**Exercise input:**
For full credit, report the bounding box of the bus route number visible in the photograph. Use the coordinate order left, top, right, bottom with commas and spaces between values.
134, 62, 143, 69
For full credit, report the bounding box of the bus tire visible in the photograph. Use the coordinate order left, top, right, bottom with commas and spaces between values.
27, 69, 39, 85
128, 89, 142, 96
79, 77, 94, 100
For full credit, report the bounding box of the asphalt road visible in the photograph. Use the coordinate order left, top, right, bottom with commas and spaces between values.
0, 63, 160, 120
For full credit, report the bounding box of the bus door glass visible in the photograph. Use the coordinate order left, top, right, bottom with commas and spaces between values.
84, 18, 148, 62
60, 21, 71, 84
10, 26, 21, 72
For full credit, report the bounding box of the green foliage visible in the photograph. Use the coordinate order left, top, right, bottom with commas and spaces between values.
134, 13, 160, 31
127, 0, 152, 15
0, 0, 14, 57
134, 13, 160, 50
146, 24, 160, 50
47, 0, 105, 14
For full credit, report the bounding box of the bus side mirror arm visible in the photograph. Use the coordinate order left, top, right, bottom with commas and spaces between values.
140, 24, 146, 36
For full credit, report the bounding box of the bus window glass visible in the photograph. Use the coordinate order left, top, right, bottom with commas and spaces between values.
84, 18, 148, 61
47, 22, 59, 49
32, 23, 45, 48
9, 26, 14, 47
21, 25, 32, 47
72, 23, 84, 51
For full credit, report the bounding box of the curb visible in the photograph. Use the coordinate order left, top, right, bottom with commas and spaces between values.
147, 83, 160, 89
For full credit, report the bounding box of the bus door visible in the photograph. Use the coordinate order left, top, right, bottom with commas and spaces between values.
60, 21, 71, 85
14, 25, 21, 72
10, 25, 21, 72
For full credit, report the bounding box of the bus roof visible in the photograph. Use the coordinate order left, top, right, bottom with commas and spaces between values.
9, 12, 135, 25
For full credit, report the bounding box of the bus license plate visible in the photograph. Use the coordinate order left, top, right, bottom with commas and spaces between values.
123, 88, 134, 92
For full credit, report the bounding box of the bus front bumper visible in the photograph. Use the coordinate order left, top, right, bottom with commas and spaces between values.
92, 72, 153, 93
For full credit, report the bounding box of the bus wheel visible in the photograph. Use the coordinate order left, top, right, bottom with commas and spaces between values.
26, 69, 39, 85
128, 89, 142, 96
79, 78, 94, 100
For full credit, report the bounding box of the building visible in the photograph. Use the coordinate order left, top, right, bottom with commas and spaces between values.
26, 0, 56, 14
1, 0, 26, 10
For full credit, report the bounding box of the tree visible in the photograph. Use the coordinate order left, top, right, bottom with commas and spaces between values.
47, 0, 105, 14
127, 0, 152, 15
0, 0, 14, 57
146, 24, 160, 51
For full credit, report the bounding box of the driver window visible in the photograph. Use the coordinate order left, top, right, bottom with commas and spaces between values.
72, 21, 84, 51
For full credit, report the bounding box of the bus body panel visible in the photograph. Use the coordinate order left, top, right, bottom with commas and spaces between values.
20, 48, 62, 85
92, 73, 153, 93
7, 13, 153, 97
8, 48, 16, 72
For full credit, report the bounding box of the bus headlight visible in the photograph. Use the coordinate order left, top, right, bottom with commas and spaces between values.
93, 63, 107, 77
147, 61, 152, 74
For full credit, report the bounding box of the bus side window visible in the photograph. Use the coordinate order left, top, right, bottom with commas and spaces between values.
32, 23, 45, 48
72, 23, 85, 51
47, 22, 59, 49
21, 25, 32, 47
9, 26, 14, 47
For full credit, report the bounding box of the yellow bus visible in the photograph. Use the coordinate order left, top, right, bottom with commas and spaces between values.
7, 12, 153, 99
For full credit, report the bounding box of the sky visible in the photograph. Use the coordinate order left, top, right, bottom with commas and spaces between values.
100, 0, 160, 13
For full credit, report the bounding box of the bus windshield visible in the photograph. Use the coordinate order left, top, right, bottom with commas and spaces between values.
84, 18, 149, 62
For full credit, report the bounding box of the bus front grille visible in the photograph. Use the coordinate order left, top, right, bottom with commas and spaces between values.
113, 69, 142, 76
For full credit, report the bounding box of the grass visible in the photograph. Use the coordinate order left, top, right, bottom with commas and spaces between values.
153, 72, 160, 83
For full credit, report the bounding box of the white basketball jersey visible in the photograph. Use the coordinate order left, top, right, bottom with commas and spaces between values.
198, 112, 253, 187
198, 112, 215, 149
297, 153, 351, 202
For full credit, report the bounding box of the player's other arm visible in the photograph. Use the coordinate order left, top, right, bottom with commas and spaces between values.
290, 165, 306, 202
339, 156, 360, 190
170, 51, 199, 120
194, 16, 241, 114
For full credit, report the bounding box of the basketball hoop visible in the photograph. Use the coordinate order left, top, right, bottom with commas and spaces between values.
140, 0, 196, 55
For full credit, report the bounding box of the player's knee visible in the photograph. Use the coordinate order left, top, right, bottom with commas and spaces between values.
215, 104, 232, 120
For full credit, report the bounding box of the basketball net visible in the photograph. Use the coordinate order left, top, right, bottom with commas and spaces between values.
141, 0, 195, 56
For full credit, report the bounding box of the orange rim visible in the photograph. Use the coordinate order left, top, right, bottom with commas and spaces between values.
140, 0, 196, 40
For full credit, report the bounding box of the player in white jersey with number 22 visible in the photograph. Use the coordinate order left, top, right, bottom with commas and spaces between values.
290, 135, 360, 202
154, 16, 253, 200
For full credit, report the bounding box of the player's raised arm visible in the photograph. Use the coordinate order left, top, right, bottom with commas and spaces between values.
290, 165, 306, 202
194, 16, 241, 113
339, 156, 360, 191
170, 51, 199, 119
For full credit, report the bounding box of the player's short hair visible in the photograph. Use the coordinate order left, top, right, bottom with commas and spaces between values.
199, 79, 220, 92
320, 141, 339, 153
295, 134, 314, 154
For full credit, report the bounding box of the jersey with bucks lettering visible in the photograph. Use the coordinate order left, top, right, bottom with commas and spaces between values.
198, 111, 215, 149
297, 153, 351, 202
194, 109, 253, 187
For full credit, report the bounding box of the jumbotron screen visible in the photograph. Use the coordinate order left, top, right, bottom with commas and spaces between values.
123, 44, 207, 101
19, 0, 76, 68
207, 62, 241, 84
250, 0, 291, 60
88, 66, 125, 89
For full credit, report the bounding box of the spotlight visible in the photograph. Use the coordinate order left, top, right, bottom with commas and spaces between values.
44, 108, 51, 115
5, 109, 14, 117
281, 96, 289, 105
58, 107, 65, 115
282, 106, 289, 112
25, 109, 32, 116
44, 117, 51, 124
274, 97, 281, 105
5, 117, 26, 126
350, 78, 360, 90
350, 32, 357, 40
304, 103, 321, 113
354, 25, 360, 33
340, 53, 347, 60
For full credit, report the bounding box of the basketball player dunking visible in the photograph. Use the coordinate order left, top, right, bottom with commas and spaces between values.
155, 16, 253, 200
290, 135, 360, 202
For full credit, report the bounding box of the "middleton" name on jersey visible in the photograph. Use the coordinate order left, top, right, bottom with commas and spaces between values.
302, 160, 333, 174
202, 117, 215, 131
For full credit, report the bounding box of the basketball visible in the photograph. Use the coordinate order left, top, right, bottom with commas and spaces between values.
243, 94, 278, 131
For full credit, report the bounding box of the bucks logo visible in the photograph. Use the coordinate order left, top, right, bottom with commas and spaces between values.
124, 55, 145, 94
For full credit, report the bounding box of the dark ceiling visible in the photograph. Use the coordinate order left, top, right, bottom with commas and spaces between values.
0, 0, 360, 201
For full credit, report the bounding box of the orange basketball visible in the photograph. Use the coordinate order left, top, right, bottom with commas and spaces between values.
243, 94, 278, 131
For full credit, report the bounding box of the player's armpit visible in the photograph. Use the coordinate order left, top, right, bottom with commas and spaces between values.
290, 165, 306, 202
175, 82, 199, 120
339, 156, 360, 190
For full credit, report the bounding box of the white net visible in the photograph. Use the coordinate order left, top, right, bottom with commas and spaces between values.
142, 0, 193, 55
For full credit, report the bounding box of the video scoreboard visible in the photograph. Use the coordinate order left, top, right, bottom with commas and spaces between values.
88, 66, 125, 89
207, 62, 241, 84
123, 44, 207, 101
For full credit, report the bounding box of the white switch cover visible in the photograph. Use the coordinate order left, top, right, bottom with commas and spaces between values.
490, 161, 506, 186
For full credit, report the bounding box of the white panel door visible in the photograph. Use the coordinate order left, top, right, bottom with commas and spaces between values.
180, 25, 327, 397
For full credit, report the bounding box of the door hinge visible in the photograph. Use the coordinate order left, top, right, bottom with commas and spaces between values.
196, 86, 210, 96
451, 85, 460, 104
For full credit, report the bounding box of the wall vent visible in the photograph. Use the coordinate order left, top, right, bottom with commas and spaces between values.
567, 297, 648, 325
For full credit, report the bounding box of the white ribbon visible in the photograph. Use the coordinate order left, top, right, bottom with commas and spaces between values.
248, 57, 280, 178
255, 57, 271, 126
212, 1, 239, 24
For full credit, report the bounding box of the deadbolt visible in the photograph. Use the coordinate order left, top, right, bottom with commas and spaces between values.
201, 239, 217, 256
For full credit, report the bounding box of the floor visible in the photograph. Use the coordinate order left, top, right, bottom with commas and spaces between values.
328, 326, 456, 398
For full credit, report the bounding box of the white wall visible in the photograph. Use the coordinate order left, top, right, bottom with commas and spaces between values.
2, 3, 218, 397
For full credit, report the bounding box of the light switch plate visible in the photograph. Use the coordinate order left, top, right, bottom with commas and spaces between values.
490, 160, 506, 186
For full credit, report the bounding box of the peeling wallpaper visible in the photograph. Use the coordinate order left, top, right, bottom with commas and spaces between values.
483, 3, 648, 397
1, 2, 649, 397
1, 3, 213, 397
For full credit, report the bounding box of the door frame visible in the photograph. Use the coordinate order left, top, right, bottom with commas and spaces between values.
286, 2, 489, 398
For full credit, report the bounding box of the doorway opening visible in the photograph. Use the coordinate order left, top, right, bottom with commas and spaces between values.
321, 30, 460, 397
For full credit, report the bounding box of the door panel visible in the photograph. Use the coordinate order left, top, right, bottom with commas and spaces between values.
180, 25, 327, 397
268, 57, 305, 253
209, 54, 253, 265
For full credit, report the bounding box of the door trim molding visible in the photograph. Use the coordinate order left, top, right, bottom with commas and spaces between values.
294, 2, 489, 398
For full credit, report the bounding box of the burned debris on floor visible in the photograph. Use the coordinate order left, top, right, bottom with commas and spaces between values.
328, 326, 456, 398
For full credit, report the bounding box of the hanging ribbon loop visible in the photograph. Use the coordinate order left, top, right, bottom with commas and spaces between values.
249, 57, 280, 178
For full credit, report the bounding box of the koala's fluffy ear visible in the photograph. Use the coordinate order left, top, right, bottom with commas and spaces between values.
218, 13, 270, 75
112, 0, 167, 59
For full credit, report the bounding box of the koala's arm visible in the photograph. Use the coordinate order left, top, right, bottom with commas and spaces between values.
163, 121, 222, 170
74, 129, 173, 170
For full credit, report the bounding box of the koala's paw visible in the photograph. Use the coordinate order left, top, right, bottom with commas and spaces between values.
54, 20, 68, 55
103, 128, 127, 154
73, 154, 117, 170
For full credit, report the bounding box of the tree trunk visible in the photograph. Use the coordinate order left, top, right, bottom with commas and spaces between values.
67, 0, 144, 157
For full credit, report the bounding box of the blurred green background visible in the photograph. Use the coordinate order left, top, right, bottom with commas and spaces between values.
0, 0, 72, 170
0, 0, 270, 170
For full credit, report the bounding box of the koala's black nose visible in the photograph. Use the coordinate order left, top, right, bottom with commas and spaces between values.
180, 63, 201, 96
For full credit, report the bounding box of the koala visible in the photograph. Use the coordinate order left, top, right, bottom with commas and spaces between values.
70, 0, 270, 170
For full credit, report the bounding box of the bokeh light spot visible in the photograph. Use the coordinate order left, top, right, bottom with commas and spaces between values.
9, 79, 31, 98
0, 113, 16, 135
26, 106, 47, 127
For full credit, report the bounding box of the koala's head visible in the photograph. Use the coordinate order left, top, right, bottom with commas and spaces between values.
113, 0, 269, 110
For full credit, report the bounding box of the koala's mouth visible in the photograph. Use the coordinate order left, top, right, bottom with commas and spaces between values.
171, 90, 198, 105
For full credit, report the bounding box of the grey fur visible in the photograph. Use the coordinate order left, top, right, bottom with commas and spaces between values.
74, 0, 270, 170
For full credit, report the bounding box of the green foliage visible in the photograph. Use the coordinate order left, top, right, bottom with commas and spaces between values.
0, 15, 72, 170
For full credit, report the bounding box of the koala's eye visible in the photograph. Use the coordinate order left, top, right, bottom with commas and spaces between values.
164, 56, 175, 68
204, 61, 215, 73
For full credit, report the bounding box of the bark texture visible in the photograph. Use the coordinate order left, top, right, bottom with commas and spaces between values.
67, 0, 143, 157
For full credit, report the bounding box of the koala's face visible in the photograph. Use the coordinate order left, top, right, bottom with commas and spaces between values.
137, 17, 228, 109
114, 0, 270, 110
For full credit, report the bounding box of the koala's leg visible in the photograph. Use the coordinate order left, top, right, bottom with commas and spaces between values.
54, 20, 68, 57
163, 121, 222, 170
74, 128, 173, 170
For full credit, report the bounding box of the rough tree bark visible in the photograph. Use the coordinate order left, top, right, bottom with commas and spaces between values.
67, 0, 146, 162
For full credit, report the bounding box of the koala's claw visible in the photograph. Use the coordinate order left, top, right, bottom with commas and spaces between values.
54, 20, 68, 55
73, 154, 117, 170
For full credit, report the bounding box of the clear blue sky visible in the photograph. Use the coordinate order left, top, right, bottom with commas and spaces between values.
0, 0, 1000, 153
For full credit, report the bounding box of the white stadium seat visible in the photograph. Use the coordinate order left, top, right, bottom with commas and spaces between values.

**Your instructions:** Rescale the part of the material above that opens with the line containing "For full credit, report the bounding box of the peeling" and closes with the line containing "286, 2, 489, 398", both included, by writing out every line again, requests unchanged, and multiplying each bounding-box coordinate in the answers by 0.3, rounded to whole numbers with halves going up. Give only those lines.

**Reply to the exercise:**
For full credit, report the bounding box of the peeling wallpaper visible in the photograph. Use the coordinate order left, top, right, bottom with commas and spaces between values.
145, 1, 194, 119
0, 1, 195, 119
0, 1, 64, 119
For full credit, report the bounding box of the door frame visible in the photograph. Use the coordinate order left, top, right, bottom with commas and spaces between values.
86, 1, 147, 119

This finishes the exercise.